### LISTED ENTRIES ###
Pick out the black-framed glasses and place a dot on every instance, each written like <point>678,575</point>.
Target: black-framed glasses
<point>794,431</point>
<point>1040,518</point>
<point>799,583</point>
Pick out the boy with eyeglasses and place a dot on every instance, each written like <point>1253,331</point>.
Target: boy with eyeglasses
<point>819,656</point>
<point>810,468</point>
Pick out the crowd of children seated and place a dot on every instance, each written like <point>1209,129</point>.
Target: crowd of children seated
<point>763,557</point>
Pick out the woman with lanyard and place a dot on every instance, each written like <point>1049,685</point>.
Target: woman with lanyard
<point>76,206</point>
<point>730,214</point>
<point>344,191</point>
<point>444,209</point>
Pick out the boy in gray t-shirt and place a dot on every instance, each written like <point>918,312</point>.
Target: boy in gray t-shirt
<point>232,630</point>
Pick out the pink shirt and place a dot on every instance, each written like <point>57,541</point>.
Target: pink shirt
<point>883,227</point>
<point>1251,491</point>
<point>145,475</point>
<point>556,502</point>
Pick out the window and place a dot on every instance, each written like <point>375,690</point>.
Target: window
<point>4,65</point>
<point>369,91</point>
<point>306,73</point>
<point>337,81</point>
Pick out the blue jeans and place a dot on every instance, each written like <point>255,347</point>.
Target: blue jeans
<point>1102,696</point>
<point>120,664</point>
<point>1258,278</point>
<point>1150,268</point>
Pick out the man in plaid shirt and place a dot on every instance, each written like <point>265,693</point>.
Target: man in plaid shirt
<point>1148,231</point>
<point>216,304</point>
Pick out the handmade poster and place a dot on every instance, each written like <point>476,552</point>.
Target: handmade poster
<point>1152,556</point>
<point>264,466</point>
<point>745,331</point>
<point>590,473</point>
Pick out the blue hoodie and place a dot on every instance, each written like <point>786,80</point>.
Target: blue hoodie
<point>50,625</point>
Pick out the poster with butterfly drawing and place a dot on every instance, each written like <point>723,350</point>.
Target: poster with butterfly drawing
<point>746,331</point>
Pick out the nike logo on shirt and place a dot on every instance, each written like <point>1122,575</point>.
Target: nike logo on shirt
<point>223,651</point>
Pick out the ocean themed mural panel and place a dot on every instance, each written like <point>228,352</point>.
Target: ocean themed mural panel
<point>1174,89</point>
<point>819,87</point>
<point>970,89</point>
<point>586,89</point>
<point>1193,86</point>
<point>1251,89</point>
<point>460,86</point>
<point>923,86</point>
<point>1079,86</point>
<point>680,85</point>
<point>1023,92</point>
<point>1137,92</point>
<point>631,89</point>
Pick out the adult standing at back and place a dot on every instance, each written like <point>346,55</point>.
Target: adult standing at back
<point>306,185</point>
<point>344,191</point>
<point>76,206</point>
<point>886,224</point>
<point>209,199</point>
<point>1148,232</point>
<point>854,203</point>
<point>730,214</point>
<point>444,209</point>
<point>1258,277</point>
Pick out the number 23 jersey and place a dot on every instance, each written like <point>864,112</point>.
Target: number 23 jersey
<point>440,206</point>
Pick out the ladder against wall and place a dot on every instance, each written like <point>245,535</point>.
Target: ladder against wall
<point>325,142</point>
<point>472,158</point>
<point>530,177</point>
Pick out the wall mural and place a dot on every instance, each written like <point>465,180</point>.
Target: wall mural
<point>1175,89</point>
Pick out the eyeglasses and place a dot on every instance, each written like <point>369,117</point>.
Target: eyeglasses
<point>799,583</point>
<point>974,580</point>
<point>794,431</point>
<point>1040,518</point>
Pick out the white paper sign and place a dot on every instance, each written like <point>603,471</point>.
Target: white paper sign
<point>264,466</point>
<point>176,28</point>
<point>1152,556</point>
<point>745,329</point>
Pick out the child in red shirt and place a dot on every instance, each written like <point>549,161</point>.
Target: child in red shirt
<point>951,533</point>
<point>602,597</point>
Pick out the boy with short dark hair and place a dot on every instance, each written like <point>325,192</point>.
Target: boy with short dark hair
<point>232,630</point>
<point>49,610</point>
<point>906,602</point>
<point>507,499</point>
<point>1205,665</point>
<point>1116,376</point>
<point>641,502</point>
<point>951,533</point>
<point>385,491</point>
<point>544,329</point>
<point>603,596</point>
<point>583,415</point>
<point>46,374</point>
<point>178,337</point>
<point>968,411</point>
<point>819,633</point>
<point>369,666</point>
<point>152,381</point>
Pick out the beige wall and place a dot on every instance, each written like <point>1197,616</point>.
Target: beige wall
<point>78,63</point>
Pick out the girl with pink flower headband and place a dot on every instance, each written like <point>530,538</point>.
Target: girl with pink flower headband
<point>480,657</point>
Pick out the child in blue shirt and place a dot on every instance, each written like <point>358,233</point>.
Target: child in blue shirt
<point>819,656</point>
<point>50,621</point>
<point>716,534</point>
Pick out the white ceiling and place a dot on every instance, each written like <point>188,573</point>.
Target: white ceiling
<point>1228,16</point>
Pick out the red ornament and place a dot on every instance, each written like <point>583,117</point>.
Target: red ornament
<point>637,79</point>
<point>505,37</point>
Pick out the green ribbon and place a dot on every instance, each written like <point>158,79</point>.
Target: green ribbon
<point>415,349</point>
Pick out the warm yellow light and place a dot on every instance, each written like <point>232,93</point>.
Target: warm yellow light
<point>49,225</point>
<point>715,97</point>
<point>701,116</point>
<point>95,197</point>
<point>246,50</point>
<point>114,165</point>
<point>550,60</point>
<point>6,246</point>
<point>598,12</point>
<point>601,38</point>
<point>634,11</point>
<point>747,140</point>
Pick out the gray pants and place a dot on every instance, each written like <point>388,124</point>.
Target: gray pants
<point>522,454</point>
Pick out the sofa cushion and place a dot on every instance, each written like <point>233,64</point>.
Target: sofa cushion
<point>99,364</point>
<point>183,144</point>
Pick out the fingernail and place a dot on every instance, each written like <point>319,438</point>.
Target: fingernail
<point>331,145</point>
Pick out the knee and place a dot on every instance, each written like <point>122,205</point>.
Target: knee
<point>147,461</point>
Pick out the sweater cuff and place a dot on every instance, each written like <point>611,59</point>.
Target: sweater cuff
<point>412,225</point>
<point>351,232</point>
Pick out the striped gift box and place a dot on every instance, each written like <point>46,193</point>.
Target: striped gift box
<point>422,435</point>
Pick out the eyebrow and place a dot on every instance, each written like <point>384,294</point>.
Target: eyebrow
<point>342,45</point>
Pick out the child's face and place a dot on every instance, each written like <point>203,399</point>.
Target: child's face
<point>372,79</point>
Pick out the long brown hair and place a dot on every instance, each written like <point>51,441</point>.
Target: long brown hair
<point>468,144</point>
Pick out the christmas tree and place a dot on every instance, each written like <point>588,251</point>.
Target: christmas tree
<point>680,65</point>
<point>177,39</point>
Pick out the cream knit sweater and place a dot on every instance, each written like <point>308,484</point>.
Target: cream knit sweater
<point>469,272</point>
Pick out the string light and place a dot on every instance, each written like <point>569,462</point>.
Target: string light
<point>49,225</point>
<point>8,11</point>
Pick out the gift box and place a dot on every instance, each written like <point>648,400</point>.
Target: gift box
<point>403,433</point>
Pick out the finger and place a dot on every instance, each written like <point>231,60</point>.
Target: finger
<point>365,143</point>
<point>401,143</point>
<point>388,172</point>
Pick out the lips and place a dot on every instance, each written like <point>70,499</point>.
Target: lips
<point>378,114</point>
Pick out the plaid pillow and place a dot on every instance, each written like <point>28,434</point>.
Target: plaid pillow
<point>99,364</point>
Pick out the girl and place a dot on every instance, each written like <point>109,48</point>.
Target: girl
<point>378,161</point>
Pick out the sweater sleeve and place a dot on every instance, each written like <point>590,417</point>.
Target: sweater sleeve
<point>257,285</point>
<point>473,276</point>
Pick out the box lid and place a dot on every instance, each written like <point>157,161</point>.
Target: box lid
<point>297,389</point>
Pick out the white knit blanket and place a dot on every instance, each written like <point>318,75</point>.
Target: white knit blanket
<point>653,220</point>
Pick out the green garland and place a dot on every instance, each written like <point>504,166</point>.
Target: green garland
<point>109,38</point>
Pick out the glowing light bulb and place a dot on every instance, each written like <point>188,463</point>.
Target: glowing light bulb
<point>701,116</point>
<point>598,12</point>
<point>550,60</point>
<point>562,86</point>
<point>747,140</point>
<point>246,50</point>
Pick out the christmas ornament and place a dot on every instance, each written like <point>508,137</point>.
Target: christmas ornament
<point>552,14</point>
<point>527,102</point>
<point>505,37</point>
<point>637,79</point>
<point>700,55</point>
###
**WRITTEN INSTRUCTION:**
Copy the rows above word for word, from the first line up to and including the line with "<point>590,473</point>".

**WRITTEN ANSWER:**
Pick out the black-framed glasses and place a dot on every instance, each written like <point>678,575</point>.
Target: black-framed glasses
<point>794,431</point>
<point>1040,518</point>
<point>799,583</point>
Pick out the boy with eyeglasses and place a dot on every instance, each written like <point>1253,331</point>.
Target: boy with eyeglasses
<point>819,656</point>
<point>810,468</point>
Pick out the crowd of children seated and place a dot on every instance, each written like <point>1209,129</point>.
Target: crowd of children seated
<point>763,557</point>
Pick out the woman with lanyard and place a dot on every instance, each written like <point>1049,685</point>.
Target: woman with lanyard
<point>76,206</point>
<point>730,214</point>
<point>344,191</point>
<point>444,209</point>
Pick out the boy in gray t-shirt and place a dot on every instance, each written like <point>918,312</point>.
Target: boy in gray t-shirt
<point>232,630</point>
Pick out the pink shirt and place a dot on every instance, each written like <point>57,541</point>.
Target: pink shirt
<point>883,227</point>
<point>1251,491</point>
<point>145,475</point>
<point>556,502</point>
Pick out the window and place a dot on every instance, each written like <point>375,690</point>.
Target: window
<point>4,65</point>
<point>369,91</point>
<point>306,73</point>
<point>337,81</point>
Pick out the blue jeans and place a dot on every instance, each written like <point>255,347</point>.
Target: blue jeans
<point>1102,696</point>
<point>120,664</point>
<point>1258,278</point>
<point>1150,268</point>
Pick out the man in plaid shirt and place a dot on every instance, each written like <point>265,693</point>.
Target: man in plaid shirt
<point>1148,231</point>
<point>216,304</point>
Pick out the handmade poster and place a dot on every instance, each written like <point>476,552</point>.
Target: handmade poster
<point>1152,556</point>
<point>264,466</point>
<point>745,331</point>
<point>590,473</point>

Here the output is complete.